| Selected extract |
'''
3

I am working in elisp and I have a string that represents a list of items. The string looks like

"apple orange 'tasty things' 'my lunch' zucchini 'my dinner'"

and I'm trying to split it into

("apple" "orange" "tasty things" "my lunch" "zucchini" "my dinner")

This is a familiar problem. My obstacles to solving it are less about the regex, and more about the specifics of elisp.

What I want to do is run a loop like :

  • (while (< (length my-string) 0) do-work)

where that do-work is:

  • applying the regex \('[^']*?'\|[[:alnum:]]+)\([[:space:]]*\(.+\) to my-string
  • appending \1 to my results list
  • re-binding my-string to \2

However, I can't figure out how to get split-string or replace-regexp-in-string to do that.

How can I split this string into values I can use?

(alternatively: "which built-in emacs function that does this have I not yet found?")

Community
  • 1
  • 1
Brighid McDonnell
  • 4,293
  • 4
  • 36
  • 61

4 Answers4

5

Something similar, but w/o regexp:

(defun parse-quotes (string)
  (let ((i 0) result current quotep escapedp word)
    (while (< i (length string))
      (setq current (aref string i))
      (cond
       ((and (char-equal current ?\ )
             (not quotep))
'''
| Provided data |
'''
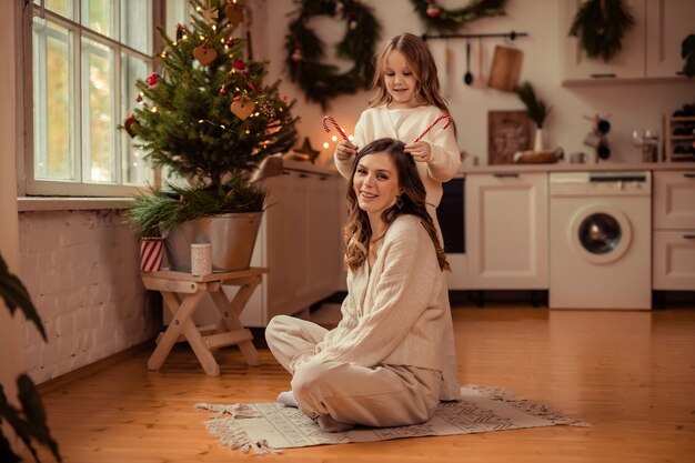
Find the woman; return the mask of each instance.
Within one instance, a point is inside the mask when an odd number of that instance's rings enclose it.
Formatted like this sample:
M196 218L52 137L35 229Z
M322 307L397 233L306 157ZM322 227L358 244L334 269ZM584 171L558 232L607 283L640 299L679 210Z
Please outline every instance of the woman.
M293 399L326 431L422 423L440 400L460 396L443 361L455 355L442 341L452 339L449 264L425 194L402 142L367 144L349 181L340 324L326 331L281 315L268 325L270 350L293 375Z

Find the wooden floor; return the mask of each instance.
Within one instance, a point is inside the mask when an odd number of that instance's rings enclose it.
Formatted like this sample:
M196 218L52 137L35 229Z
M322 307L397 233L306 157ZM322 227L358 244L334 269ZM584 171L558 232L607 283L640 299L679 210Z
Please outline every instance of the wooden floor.
M592 423L286 450L283 462L695 462L695 309L454 309L462 384L505 387ZM220 352L207 376L185 344L160 372L141 352L43 394L67 463L232 462L198 402L273 401L290 376L265 349ZM43 461L51 461L44 457Z

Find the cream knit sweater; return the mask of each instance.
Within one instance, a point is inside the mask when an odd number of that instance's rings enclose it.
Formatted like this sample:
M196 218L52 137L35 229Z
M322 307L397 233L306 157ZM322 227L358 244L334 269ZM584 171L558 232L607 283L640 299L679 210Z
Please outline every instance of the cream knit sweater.
M420 219L399 217L389 227L373 268L365 262L356 272L349 271L342 320L309 356L366 368L442 371L442 400L459 399L455 352L444 352L453 346L443 340L453 339L453 333L444 335L452 328L443 279Z
M353 143L360 150L382 138L392 138L411 144L441 114L442 110L431 105L397 110L390 110L386 105L369 108L362 112L355 125ZM423 138L423 141L430 143L432 159L426 163L415 163L427 192L426 202L435 209L442 200L442 183L450 181L461 168L461 153L454 128L443 130L443 127L444 121L441 121ZM349 179L354 157L341 161L334 155L334 161L341 175ZM436 215L433 217L436 221Z

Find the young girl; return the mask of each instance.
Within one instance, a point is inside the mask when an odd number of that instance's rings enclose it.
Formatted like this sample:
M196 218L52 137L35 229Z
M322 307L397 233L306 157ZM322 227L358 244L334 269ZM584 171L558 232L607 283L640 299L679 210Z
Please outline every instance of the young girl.
M440 82L432 53L422 39L412 33L396 36L379 53L373 87L376 95L369 102L354 130L353 143L335 148L339 172L349 178L357 150L366 143L389 137L406 143L405 151L417 161L417 171L427 192L427 211L435 225L436 208L442 200L442 183L461 168L455 131L437 124L423 140L414 143L442 113L449 113L440 94Z
M425 207L425 189L404 144L367 144L348 189L348 296L332 331L279 315L265 330L275 359L292 373L299 405L326 431L355 424L401 426L427 421L440 400L460 399L446 255ZM293 395L293 396L292 396Z

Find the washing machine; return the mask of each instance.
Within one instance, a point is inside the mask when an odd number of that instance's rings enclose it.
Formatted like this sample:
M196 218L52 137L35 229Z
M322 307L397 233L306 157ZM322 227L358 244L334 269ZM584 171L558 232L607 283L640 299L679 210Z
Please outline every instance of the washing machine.
M651 172L550 174L551 309L652 308Z

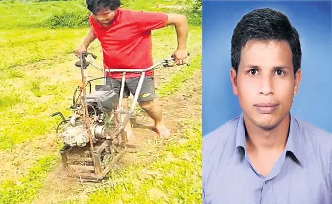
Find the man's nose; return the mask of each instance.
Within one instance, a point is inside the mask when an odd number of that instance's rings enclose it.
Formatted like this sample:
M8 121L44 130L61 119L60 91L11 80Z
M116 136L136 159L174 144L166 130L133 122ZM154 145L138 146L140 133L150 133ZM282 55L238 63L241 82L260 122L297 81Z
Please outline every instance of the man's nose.
M268 74L261 75L259 78L258 94L268 95L274 93L273 78Z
'''
| Problems and tasks |
1 > In the elisp string-splitting question, which two functions does the asker say they can't get to do the work?
2 > Pull out the stretch of the listing from its start through the line containing "M353 143L360 150L382", both ends included, and repeat those lines word for word. Leave the pictures out.

| The solutions |
1 > split-string and replace-regexp-in-string

2 >
Find the woman; return the mask of each instance.
Within one instance, a point is inside the mask when an odd number of that instance's rings enclose it.
Formatted like this sample:
M196 218L52 137L35 229Z
M322 307L397 233L306 157ZM322 227L358 244L334 269ZM584 171L558 232L607 283L640 299L679 210Z
Please outline every instance of the woman.
M293 399L326 431L422 423L440 400L460 396L443 361L455 355L442 341L452 339L449 264L425 194L402 142L367 144L349 181L340 324L326 331L281 315L268 325L270 350L293 375Z

Find the wooden floor; return the mask of each instance.
Within one instance, a point is inside the mask when an odd number of that instance's rings enclose it.
Formatted like this sample:
M196 218L52 137L35 229Z
M322 307L397 233L306 157ZM322 227L358 244L334 269ZM584 171L558 232L607 283L640 299L679 210Z
Please outline every instance of the wooden floor.
M592 423L286 450L283 462L695 462L695 309L454 309L462 384L505 387ZM220 352L207 376L185 344L160 372L141 352L43 394L67 463L232 462L198 402L273 401L290 376L265 349ZM43 461L51 461L44 457Z

Find the cream knit sweater; return the mask of each instance.
Within one instance, a point is inside the mask when an odd number of that instance's rings enclose it.
Formatted like this sample:
M196 218L52 137L35 229Z
M322 307L397 233L306 157ZM322 227L358 244L334 269ZM584 171L558 232L607 283L640 299L679 210Z
Please outline every instance of the cream knit sweater.
M420 219L399 217L389 227L373 268L365 262L356 272L349 271L342 320L309 356L366 368L442 371L442 400L459 399L455 352L444 352L453 346L443 340L453 339L453 333L444 335L452 328L443 279Z
M353 143L360 150L382 138L392 138L411 144L441 114L442 110L431 105L397 110L390 110L386 105L369 108L362 112L355 125ZM423 138L423 141L430 143L432 159L426 163L415 163L427 192L426 202L435 209L442 200L442 183L450 181L461 168L461 153L454 128L443 130L443 127L444 121L441 121ZM349 179L354 157L341 161L334 155L334 161L341 175ZM436 215L433 217L436 221Z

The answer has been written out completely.